**TASK DIRECTIONS:** Resume the profile of Ajax midfielder Ryan Gravenberch below, writing on from its final sentence.

**TEXT PROVIDED:**
The talent conveyor belt at Ajax never stops. The Dutch giants have produced one huge star after another, and the next player tipped for superstardom is midfielder Ryan Gravenberch.
The 18-year-old, who made his senior debut in 2018, is now a core part of Erik ten Hag’s senior side, and unsurprisingly, he has attracted interest from some top clubs. Juventus and Barcelona are keen, but plenty of other teams have been keeping a close eye on the teenager.
Here’s everything you need to know about the talented teenager.
Ajax have produced plenty of young stars recently, but breaking Clarence Seedorf’s record of playing for the first team aged 16 years and 242 days was too tough for them all.
It was Gravenberch who managed to make the record his own in September 2018, appearing for the first team at 16 years and 130 days.
He scored his first goal for the team three days later, breaking another of Seedorf’s records in the process.
In 2018, Ajax renamed their Academy Player of the Year award the Abdelhak Nouri Trofee as a tribute to the former academy star, whose career came to a tragic end when he suffered a heart attack during a pre-season friendly and was left with severe brain damage.
It was decided that Gravenberch was worthy of winning the award, with both club officials and Nouri’s family agreeing that the teenager was the right player to take home the honour.

**DATA EXTRACT:**

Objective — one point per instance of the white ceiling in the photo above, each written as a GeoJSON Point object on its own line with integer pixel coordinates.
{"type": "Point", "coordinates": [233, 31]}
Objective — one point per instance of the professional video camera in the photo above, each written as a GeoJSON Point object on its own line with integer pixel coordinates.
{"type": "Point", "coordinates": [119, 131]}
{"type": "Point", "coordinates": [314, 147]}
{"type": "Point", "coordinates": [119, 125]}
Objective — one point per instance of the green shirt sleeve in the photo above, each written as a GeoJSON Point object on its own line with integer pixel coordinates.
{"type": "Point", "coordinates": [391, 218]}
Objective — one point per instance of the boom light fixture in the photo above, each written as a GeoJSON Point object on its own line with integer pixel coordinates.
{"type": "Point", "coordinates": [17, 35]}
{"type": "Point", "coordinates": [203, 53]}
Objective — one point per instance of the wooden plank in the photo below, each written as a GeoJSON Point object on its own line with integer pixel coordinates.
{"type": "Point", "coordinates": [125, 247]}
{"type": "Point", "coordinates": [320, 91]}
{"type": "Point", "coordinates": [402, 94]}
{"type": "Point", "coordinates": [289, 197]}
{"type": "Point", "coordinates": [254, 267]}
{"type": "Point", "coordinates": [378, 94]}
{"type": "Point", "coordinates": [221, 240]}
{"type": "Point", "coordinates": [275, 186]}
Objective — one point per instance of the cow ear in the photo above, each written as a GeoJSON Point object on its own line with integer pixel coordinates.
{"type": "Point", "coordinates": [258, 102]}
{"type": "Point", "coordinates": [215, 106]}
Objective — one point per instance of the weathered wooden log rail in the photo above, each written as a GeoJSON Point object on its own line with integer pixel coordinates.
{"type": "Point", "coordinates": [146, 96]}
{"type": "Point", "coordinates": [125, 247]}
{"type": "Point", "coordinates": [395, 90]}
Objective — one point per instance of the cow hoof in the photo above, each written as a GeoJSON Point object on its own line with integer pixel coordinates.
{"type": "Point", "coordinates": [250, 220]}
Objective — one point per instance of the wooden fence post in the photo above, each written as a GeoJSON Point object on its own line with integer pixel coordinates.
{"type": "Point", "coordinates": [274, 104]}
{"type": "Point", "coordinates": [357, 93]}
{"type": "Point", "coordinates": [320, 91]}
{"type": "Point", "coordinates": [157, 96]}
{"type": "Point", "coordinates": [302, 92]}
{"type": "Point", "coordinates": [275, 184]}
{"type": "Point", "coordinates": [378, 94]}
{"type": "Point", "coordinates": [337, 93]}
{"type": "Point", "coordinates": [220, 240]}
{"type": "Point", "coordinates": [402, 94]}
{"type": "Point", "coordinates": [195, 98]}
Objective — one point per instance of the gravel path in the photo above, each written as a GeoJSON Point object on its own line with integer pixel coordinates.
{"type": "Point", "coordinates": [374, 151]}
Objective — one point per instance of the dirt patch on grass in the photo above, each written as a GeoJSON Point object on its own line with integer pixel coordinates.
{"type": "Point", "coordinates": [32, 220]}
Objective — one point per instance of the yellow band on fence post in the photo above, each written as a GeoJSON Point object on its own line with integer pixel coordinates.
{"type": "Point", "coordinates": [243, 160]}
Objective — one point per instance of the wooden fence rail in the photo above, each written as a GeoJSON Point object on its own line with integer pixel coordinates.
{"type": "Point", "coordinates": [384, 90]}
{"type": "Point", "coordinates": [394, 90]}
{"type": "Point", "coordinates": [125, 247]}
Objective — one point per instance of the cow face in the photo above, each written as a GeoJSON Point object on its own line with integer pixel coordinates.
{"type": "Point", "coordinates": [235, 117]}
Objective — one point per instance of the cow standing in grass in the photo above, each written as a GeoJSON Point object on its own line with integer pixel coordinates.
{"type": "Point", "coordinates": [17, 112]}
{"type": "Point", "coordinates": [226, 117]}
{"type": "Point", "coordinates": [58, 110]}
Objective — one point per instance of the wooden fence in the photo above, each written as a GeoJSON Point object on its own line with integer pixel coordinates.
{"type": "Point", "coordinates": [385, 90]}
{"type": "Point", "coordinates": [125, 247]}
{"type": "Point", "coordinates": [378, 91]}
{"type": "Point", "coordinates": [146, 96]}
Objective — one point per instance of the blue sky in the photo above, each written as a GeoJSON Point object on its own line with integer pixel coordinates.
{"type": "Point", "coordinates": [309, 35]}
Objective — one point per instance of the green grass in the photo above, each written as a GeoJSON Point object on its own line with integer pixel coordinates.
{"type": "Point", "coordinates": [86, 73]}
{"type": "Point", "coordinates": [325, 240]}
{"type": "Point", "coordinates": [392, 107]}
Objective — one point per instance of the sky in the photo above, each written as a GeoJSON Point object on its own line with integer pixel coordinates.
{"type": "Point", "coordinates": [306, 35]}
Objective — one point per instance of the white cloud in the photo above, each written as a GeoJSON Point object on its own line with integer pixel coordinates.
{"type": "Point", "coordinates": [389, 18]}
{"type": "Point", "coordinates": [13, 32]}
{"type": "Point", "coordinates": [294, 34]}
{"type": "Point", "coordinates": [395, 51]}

**RESPONSE BELOW:**
Gravenberch admitted to Bij Andy in de auto! that he hopes to get the chance to play in Spain at some point in his career, but that wasn’t the first time he’s discussed a move to La Liga.
He told ELF Voetbal back in 2018 that he dreams of playing for Barcelona and he follows all their games.
“I would like to be in midfield there,” he admitted. “I can already see myself playing at Camp Nou, with Messi, Coutinho and Suárez.”
The band may not be all together anymore, and Gravenberch might have to move soon if he wants to be able to play with any of them.
Gravenberch has some interesting ways of describing his playstyle. Instead of comparing his blend of power and technique to a player, he prefers to go with a contortionist.
“I would say: a contortionist,” he told Het Parool. “I am able to slip and turn everywhere. And I have extension legs. Pretty handy too.
“I am tall, six feet tall. It is often said that tall players have less technique, but I have to rely on my technique. By the way, I have a bad header for a tall footballer. I found it difficult as a child. ”
He also admitted (via Voetbal Primeur) that he sees himself as a snake – ‘tall, quite narrow and can slip past everyone’.
In the same interview, he admitted that he likes to spend a lot of time watching ‘fellow snake’ Paul Pogba, to whom he has constantly been compared because of his size and ability with the ball at his feet.
“I hear that all the time,” Gravenberch told NOS of the comparisons to Pogba. “I recognise that we are the same types.”
However, if he has to compare himself to anyone, Gravenberch prefers to use Zinedine Zidane as his example. No pressure.
This isn’t the first time that the spotlight has been on Gravenberch. He has attracted interest from a number of top clubs for years now, with PSG particularly keen on signing him when he was just 15.
Gravenberch confessed to De Telegraaf that he snubbed the French side, as well as a ‘number of other foreign clubs’, because he always dreamed of breaking through at Ajax.
However, he did add: “The top clubs will have to be patient for a few more years.” The door is open.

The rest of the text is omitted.